What you will do: Rewrite the listing below with every "rough mask" changed to "coarse mask" and all other text left as it is. Leave the pictures out of your answer.

[Saved entries]
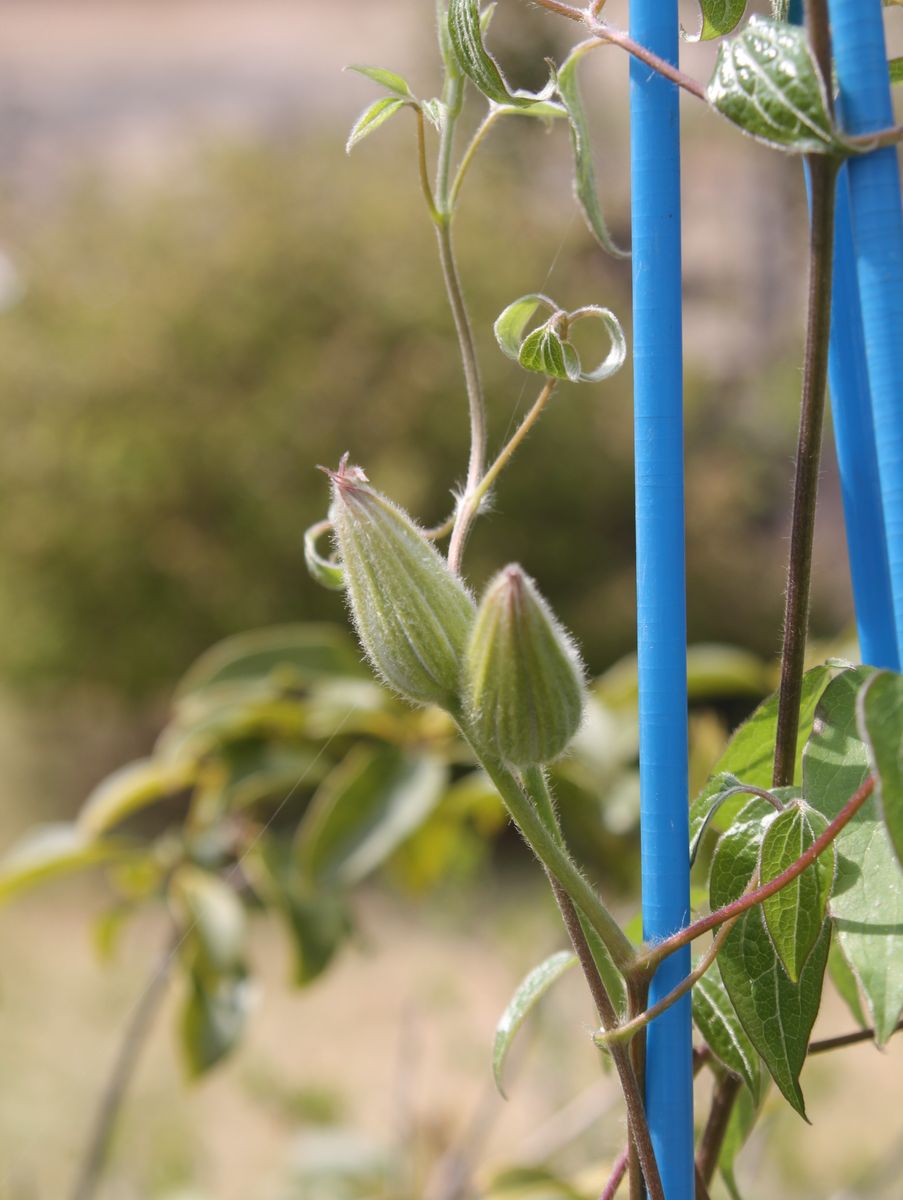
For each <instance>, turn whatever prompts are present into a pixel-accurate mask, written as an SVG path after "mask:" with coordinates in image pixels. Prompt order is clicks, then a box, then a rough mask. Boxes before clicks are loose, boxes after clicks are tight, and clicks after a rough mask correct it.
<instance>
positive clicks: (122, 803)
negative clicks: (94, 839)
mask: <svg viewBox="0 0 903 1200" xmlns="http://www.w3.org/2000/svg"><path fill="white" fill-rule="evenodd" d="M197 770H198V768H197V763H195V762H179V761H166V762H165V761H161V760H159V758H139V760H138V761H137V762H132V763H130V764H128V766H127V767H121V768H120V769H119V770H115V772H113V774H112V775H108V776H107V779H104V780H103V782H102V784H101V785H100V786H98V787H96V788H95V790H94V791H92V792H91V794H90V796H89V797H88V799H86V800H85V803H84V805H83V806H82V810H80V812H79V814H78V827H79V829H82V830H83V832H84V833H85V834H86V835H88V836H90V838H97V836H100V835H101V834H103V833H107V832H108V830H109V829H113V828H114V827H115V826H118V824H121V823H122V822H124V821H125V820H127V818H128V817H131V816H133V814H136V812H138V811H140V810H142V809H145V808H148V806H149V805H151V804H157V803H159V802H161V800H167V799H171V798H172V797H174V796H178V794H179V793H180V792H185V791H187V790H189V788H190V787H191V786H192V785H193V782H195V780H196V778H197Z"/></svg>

Solved exercise:
For each <instance>, turn whatever prompts are present into a pixel-accurate mask, written as an SVG path after "mask:" with coordinates in image pixels. Prompt order is clicks, then a box, then a coarse mask. Boxes before clicks are loose, boxes after clicks are tight, and clicks after a coarse mask correct it.
<instance>
positive clicks: (122, 803)
negative clicks: (94, 839)
mask: <svg viewBox="0 0 903 1200" xmlns="http://www.w3.org/2000/svg"><path fill="white" fill-rule="evenodd" d="M197 770H198V768H197V763H195V762H179V761H166V762H165V761H161V760H159V758H139V760H138V761H137V762H132V763H130V764H128V766H127V767H121V768H120V769H119V770H115V772H113V774H112V775H108V776H107V779H104V780H103V782H102V784H101V785H100V786H98V787H96V788H95V790H94V791H92V792H91V794H90V796H89V797H88V799H86V800H85V803H84V805H83V806H82V810H80V812H79V814H78V827H79V829H82V830H83V832H84V833H85V834H86V835H88V836H90V838H97V836H100V835H101V834H103V833H107V832H108V830H109V829H113V828H114V827H115V826H118V824H121V823H122V822H124V821H125V820H127V818H128V817H131V816H133V814H136V812H138V811H140V810H142V809H145V808H148V806H149V805H151V804H157V803H159V802H161V800H167V799H171V798H172V797H174V796H178V794H179V793H180V792H185V791H187V790H189V788H190V787H191V786H192V785H193V782H195V780H196V778H197Z"/></svg>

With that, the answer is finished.